### [Entries from a dataset]
_ _ _ _ _ _ _
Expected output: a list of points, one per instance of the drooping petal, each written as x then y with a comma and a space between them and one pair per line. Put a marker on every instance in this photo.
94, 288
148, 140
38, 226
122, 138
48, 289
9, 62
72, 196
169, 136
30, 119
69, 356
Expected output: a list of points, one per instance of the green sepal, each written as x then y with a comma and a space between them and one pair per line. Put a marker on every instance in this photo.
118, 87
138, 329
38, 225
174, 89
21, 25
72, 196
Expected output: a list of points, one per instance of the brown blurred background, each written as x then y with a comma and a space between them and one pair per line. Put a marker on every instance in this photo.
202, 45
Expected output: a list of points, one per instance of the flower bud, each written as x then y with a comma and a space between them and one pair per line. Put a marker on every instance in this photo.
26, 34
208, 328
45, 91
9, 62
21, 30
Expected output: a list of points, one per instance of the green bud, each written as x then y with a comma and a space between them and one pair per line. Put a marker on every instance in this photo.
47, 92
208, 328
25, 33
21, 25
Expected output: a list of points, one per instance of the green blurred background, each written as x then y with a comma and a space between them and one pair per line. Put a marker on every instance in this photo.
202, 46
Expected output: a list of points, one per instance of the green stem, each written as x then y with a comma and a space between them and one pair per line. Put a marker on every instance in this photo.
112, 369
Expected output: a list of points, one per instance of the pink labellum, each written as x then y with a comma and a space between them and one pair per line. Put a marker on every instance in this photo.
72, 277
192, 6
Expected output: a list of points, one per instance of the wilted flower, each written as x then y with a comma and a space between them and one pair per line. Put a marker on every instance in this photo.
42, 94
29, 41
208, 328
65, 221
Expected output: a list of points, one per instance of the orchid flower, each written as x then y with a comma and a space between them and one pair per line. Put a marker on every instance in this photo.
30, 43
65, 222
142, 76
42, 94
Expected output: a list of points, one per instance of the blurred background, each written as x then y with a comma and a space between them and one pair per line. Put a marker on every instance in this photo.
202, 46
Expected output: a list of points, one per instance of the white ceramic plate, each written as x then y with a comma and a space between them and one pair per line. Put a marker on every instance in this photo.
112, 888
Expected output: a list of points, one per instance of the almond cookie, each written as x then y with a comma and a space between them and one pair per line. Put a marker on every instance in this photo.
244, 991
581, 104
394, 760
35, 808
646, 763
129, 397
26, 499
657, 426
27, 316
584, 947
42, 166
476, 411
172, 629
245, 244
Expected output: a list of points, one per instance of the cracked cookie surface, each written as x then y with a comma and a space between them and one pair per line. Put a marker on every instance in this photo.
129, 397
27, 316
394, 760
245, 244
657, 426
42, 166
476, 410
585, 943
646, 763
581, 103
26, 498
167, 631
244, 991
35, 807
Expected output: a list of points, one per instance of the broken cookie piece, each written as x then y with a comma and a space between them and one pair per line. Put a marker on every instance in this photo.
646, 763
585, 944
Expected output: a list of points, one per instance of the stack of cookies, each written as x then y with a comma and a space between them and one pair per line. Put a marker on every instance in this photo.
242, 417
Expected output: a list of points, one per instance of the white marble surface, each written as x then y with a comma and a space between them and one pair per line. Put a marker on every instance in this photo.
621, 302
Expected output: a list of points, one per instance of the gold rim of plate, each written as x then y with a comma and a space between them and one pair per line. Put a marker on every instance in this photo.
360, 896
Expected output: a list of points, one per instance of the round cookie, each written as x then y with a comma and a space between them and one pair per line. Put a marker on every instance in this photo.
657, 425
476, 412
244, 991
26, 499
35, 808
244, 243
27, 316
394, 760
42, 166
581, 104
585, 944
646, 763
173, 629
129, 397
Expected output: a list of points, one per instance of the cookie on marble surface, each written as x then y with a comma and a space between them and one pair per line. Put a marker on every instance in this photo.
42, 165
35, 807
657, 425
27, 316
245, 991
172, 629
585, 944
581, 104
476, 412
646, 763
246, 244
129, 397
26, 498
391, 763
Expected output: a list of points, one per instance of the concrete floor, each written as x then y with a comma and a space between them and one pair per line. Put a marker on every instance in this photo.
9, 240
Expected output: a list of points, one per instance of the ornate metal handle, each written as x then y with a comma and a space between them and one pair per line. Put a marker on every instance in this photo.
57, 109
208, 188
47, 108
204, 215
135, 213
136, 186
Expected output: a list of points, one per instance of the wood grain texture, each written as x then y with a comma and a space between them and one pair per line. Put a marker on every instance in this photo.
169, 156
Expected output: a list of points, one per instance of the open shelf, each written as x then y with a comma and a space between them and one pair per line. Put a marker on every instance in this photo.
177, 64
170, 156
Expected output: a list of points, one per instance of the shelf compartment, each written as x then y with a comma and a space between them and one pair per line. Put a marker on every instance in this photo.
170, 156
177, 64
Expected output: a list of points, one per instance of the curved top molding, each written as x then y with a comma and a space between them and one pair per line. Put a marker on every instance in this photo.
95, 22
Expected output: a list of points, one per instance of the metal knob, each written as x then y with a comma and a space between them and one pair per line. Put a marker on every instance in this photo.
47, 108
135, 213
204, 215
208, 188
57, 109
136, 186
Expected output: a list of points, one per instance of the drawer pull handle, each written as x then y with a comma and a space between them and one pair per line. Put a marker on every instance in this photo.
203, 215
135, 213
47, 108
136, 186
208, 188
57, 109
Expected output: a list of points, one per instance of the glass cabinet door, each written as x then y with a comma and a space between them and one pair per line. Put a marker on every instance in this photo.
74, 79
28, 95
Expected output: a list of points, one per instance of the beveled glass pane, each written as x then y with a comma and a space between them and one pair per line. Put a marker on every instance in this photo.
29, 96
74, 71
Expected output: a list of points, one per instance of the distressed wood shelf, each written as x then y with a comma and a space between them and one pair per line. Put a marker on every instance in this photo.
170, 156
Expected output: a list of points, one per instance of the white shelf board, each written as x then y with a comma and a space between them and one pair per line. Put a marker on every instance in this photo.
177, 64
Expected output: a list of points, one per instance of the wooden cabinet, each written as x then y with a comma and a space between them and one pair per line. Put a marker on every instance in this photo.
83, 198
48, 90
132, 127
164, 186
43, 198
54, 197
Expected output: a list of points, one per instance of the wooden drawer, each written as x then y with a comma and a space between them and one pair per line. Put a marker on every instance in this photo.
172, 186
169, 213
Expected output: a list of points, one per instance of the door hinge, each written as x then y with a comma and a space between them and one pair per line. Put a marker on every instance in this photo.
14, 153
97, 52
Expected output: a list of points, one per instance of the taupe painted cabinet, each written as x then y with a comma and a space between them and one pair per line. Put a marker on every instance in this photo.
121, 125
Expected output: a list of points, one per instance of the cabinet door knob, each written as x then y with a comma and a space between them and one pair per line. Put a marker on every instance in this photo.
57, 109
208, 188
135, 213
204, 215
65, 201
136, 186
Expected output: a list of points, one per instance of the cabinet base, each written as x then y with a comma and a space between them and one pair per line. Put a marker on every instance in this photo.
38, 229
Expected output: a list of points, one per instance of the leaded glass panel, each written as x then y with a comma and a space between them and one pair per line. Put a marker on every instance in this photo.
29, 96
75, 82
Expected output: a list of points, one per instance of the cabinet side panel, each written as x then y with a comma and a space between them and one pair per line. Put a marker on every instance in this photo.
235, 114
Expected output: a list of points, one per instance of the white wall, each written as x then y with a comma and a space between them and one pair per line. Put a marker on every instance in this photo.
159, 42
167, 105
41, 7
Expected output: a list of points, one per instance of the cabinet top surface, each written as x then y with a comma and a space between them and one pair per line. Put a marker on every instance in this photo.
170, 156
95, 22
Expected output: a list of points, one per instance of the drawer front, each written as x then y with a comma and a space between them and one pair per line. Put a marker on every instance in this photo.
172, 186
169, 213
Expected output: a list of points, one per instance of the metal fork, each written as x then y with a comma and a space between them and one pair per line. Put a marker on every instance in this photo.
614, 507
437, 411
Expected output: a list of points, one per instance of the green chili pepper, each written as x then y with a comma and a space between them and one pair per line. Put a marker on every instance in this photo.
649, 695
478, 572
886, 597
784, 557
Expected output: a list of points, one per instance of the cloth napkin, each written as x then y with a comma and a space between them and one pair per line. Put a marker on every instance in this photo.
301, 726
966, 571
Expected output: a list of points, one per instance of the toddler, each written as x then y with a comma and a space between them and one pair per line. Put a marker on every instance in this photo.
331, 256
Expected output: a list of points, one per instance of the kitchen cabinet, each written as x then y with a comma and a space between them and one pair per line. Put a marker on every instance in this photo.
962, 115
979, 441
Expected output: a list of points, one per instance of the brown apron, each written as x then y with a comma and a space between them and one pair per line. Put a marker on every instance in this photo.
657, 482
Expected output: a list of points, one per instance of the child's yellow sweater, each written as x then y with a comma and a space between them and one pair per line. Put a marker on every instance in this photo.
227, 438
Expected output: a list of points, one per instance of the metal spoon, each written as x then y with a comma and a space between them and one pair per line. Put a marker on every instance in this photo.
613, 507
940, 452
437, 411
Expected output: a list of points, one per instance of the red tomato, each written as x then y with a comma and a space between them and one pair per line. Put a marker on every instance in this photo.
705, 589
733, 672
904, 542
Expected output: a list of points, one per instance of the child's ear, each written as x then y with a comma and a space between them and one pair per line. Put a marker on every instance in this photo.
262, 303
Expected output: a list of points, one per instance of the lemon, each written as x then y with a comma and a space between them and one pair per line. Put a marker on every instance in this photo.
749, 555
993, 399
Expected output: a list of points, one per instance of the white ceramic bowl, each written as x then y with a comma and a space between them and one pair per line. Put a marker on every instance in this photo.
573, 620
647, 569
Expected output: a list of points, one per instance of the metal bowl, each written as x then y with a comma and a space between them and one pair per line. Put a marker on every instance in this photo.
_ _ _ _ _ _ _
### [Given instruction]
Copy exactly, word for word, the line with "the lemon, each" through the final line of the listing.

### [Output]
Expected output: a list of points, one per instance of the lemon, each written as x then y with a comma and a space between them and one pair per line. Put a marker on every instance in this photo.
749, 555
993, 399
Expected output: a list of points, one per instance of the white ceramic bowl, each written as x then y with a comma and a space between them and one pair per line. Put a marker on every instance in this photo.
573, 620
647, 569
Expected output: a list of points, one per instance of the metal bowl, each written as x then y with a comma and a space between them and one pair per line. Put a marker on every instance in this photo.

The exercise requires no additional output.